JCD – Il y avait des chants ?
SD – Ah oui, Françoise Etay est venu me voir
pour me demander les paroles du feu de saint Jean : De bon matin, Pierre se lève. Elle est venue un dimanche, elle m’a
demandé si ça m’ennuyait, je lui ai dit nom. Je lui ai donné les paroles, pour
la musique… [Suzanne Dumas se tourne vers son mari] C’est toi qui as chanté, je
ne pouvais pas chanter. J’avais un chat dans la gorge. Alors elle a copié les
paroles, je suppose qu’elle s’en est servi, car elle m’a dit qu’elle n’arrivait
pas à les trouver. Vous connaissez ?
JPC – et JCD – Non.
PD – et SD – chantent : De bon matin, Pierre se lève (bis), Pour aller au bois fagoter lafaridondaine/
Pour aller au bois fagoter lafaridondon/ Sur son chemin, il y rencontre (bis)/ La servante du curé, lafaridondaine/ La
servante du curé, lafaridondon/ Bonjour ma mie, bonjour mon Pierre (bis)/ Il embrasse un tout petit coup,
lafaridondaine/ Il embrasse un tout petit coup, lafaridondon.
SD – Et puis, je sais pas : ça revenait
toujours « lafaridondaine ».
SD – Et puis madame Hubert (l’une de mes
collègues), puisqu’elle habitait dans le Puy Lanaud, y participait aussi.
Poliment, parce que son père était clerc de notaire et alors… c’était la
chanson, du moins c’était ce que l’on chantait chez nous…. avec une grande
ronde autour de ce grand feu, et puis petit à petit le feu tombait, et il
fallait sauter le feu… la chanson était toujours celle-ci : « Plus il la tient, plus il l’embrasse
(bis)/ Et encore un tout petit peu,
lafaridondaine/ Et encore un tout petit peu, lafaridondon ». Et alors
l’un de nos plus proches voisins, qui avait invité une jeune fille qui habitait
en face, lui il était marié et avait de grands enfants, et puis…
JPC – Vous le racontez dans votre livre.

**CONSIGNE 1**
Transcrivez l'extrait mot pour mot, depuis "PD – et SD –" jusqu'à "y participait aussi." inclus.
L'extrait et les enregistrements n'ont aucun lien entre eux.

(Extraits d'un jeu de données d'annotation de localisation)

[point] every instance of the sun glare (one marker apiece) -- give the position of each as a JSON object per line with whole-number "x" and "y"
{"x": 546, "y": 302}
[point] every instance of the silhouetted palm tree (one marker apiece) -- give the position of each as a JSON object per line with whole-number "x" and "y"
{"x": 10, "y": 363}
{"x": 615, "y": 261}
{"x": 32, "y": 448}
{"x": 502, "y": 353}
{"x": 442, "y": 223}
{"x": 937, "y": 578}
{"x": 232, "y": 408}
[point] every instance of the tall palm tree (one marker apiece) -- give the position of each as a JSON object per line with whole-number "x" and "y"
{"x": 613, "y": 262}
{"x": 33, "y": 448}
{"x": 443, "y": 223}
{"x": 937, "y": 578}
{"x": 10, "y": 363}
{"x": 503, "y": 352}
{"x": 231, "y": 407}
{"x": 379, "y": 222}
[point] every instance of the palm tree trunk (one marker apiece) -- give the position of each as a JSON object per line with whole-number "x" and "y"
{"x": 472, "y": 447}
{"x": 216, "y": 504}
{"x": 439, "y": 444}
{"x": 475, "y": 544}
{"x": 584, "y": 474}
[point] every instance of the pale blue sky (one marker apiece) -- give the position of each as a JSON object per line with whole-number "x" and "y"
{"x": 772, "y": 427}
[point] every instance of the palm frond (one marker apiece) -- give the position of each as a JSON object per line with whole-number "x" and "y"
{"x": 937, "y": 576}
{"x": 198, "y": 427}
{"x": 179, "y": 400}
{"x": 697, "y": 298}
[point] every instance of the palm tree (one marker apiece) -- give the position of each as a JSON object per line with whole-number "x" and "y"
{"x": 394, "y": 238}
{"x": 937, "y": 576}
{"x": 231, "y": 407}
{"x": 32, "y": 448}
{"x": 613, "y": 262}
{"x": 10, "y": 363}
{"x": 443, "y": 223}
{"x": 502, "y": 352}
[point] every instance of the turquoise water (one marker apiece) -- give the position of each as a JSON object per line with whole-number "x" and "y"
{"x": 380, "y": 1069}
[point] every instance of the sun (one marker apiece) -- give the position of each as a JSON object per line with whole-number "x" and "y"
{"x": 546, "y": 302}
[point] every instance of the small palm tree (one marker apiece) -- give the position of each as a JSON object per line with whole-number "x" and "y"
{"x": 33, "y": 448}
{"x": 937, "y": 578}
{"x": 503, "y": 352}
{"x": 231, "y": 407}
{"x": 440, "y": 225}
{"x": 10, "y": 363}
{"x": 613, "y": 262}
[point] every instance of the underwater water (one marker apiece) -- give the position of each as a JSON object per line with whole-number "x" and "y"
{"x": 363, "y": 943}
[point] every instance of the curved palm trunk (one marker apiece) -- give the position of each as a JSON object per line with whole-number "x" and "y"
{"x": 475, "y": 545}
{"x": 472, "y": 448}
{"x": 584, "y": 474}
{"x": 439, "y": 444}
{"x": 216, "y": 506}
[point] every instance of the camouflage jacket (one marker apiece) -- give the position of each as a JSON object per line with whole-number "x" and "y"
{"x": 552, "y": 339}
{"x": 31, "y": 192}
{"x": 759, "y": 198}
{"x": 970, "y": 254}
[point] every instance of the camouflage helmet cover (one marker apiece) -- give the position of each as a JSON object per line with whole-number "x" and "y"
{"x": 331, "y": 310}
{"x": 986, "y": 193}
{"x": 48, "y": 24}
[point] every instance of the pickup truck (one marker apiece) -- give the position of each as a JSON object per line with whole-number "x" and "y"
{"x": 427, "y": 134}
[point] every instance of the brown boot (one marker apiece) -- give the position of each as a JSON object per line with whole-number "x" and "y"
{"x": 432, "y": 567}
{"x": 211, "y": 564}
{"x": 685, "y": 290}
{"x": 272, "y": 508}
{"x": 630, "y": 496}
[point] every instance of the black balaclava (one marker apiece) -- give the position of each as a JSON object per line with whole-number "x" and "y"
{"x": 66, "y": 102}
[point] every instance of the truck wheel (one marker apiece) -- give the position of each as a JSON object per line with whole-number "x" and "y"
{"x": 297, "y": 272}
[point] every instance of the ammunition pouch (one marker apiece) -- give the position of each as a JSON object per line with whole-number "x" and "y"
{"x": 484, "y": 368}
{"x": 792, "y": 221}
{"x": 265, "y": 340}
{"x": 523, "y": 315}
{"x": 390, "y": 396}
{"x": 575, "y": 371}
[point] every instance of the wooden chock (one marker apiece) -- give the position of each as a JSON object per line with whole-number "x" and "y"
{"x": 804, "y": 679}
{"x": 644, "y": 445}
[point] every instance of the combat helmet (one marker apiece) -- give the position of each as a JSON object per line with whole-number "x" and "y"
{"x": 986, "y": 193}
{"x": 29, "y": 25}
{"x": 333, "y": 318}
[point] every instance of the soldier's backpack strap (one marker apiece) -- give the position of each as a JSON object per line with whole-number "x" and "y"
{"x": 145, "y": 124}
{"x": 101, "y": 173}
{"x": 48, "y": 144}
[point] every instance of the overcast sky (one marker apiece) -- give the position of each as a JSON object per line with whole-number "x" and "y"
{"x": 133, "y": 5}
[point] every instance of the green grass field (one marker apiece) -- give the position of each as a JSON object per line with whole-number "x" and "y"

**CONSIGNE 2**
Renvoyez, s'il vous plaît, chaque ligne des enregistrements qui contient le mot "water".

**RÉPONSE 1**
PD – et SD – chantent : De bon matin, Pierre se lève (bis), Pour aller au bois fagoter lafaridondaine/
Pour aller au bois fagoter lafaridondon/ Sur son chemin, il y rencontre (bis)/ La servante du curé, lafaridondaine/ La
servante du curé, lafaridondon/ Bonjour ma mie, bonjour mon Pierre (bis)/ Il embrasse un tout petit coup,
lafaridondaine/ Il embrasse un tout petit coup, lafaridondon.
SD – Et puis, je sais pas : ça revenait
toujours « lafaridondaine ».
SD – Et puis madame Hubert (l’une de mes
collègues), puisqu’elle habitait dans le Puy Lanaud, y participait aussi.

**RÉPONSE 2**
[point] every instance of the turquoise water (one marker apiece) -- give the position of each as a JSON object per line with whole-number "x" and "y"
[point] every instance of the underwater water (one marker apiece) -- give the position of each as a JSON object per line with whole-number "x" and "y"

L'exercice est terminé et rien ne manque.